What this task involves: Extract all of the records below and reproduce each of their lines verbatim, with no alterations.

'''

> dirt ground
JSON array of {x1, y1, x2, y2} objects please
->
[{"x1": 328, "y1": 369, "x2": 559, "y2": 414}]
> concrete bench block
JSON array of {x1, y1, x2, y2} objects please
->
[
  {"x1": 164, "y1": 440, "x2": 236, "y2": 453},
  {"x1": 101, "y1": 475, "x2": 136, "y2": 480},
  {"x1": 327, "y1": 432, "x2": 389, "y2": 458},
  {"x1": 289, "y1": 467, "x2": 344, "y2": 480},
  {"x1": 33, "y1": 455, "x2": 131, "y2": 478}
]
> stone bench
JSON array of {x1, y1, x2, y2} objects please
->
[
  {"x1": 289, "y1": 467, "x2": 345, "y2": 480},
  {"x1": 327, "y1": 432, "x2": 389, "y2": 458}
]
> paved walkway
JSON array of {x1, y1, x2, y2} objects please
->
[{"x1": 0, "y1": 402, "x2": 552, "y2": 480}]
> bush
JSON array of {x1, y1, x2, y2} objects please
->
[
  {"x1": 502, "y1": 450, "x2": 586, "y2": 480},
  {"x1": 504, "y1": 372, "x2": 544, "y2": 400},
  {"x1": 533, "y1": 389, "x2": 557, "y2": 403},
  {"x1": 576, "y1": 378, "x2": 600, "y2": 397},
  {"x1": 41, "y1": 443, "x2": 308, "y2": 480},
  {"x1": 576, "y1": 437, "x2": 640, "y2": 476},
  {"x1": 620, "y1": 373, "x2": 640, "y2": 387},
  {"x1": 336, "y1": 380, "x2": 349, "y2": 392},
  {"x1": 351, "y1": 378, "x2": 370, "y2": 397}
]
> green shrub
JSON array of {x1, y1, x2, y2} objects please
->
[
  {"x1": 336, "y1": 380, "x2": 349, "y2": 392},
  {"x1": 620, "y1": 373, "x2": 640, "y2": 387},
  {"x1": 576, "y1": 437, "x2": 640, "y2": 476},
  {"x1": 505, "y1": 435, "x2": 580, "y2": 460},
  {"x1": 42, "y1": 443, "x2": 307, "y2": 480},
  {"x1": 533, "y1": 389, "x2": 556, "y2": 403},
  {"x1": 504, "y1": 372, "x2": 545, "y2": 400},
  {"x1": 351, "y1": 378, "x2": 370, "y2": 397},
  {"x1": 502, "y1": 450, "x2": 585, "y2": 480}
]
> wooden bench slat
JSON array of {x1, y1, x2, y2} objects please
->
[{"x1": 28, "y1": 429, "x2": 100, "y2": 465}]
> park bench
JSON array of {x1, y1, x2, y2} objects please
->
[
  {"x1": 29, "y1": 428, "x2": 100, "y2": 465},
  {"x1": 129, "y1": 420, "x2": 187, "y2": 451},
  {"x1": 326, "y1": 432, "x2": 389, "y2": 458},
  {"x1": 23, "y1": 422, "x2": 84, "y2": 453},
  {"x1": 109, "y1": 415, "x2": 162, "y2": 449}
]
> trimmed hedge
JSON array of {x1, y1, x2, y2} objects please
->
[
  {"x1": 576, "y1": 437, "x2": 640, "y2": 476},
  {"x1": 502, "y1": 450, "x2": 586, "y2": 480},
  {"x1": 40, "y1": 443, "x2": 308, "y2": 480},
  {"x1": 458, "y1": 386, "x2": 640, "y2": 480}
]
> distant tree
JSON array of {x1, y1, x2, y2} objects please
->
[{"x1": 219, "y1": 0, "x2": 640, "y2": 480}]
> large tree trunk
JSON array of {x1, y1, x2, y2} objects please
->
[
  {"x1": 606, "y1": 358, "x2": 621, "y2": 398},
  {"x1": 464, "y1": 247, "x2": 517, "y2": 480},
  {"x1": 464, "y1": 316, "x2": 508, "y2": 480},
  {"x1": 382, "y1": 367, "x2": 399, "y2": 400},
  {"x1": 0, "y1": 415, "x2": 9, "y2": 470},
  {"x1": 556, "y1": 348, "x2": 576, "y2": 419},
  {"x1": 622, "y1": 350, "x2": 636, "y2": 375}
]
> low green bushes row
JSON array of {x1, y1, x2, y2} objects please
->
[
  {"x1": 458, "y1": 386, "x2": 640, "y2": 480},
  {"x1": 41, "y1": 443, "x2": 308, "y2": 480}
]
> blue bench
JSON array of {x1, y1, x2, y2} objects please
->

'''

Final result:
> dirt ground
JSON array of {x1, y1, x2, y2} objects please
->
[{"x1": 328, "y1": 369, "x2": 559, "y2": 414}]
> concrete bench block
JSON array of {x1, y1, x2, y2} objects please
->
[
  {"x1": 164, "y1": 440, "x2": 236, "y2": 453},
  {"x1": 101, "y1": 475, "x2": 136, "y2": 480},
  {"x1": 327, "y1": 432, "x2": 389, "y2": 458},
  {"x1": 289, "y1": 467, "x2": 344, "y2": 480},
  {"x1": 33, "y1": 455, "x2": 131, "y2": 478}
]
> stone bench
JSON array of {x1, y1, x2, y2} objects please
->
[
  {"x1": 289, "y1": 467, "x2": 345, "y2": 480},
  {"x1": 327, "y1": 432, "x2": 389, "y2": 458}
]
> paved walkway
JSON array of {x1, y1, x2, y2} objects please
->
[{"x1": 0, "y1": 402, "x2": 552, "y2": 480}]
> bush
JSON array of {x1, y1, x2, y2} objects please
->
[
  {"x1": 502, "y1": 450, "x2": 586, "y2": 480},
  {"x1": 504, "y1": 372, "x2": 544, "y2": 400},
  {"x1": 533, "y1": 389, "x2": 557, "y2": 403},
  {"x1": 576, "y1": 378, "x2": 600, "y2": 397},
  {"x1": 41, "y1": 443, "x2": 308, "y2": 480},
  {"x1": 576, "y1": 437, "x2": 640, "y2": 476},
  {"x1": 620, "y1": 373, "x2": 640, "y2": 387},
  {"x1": 336, "y1": 380, "x2": 349, "y2": 392},
  {"x1": 351, "y1": 378, "x2": 370, "y2": 397}
]
> green shrub
JSON array of {x1, y1, x2, y2} objects please
->
[
  {"x1": 336, "y1": 380, "x2": 349, "y2": 392},
  {"x1": 620, "y1": 373, "x2": 640, "y2": 387},
  {"x1": 576, "y1": 437, "x2": 640, "y2": 476},
  {"x1": 505, "y1": 435, "x2": 580, "y2": 460},
  {"x1": 42, "y1": 443, "x2": 307, "y2": 480},
  {"x1": 533, "y1": 389, "x2": 556, "y2": 403},
  {"x1": 504, "y1": 372, "x2": 545, "y2": 400},
  {"x1": 351, "y1": 378, "x2": 370, "y2": 397},
  {"x1": 502, "y1": 450, "x2": 585, "y2": 480}
]
> wooden bench slat
JSON array of {x1, y1, x2, y2} objects please
->
[{"x1": 28, "y1": 429, "x2": 100, "y2": 465}]
> park bench
JSON array of {x1, y1, x2, y2} objects please
->
[
  {"x1": 29, "y1": 428, "x2": 100, "y2": 465},
  {"x1": 129, "y1": 420, "x2": 187, "y2": 451},
  {"x1": 326, "y1": 432, "x2": 389, "y2": 458},
  {"x1": 23, "y1": 422, "x2": 84, "y2": 453},
  {"x1": 109, "y1": 415, "x2": 162, "y2": 449}
]
> trimmed hedge
JSON array of {x1, y1, x2, y2} objects please
->
[
  {"x1": 576, "y1": 437, "x2": 640, "y2": 476},
  {"x1": 502, "y1": 450, "x2": 586, "y2": 480},
  {"x1": 40, "y1": 443, "x2": 308, "y2": 480},
  {"x1": 458, "y1": 386, "x2": 640, "y2": 480}
]
> distant tree
JSON array of {x1, y1, x2, y2} objects please
->
[{"x1": 219, "y1": 0, "x2": 640, "y2": 480}]
> large tree trunk
JSON array of {x1, y1, x2, y2} objects please
->
[
  {"x1": 606, "y1": 358, "x2": 621, "y2": 398},
  {"x1": 464, "y1": 247, "x2": 517, "y2": 480},
  {"x1": 464, "y1": 316, "x2": 508, "y2": 480},
  {"x1": 382, "y1": 367, "x2": 399, "y2": 400},
  {"x1": 0, "y1": 415, "x2": 9, "y2": 470},
  {"x1": 556, "y1": 348, "x2": 576, "y2": 419},
  {"x1": 622, "y1": 350, "x2": 636, "y2": 375}
]
> low green bushes row
JSON array of {x1, y1, x2, y2} objects please
->
[
  {"x1": 458, "y1": 386, "x2": 640, "y2": 480},
  {"x1": 41, "y1": 443, "x2": 308, "y2": 480}
]
> blue bench
JSON array of {x1, y1, x2, y2} objects please
->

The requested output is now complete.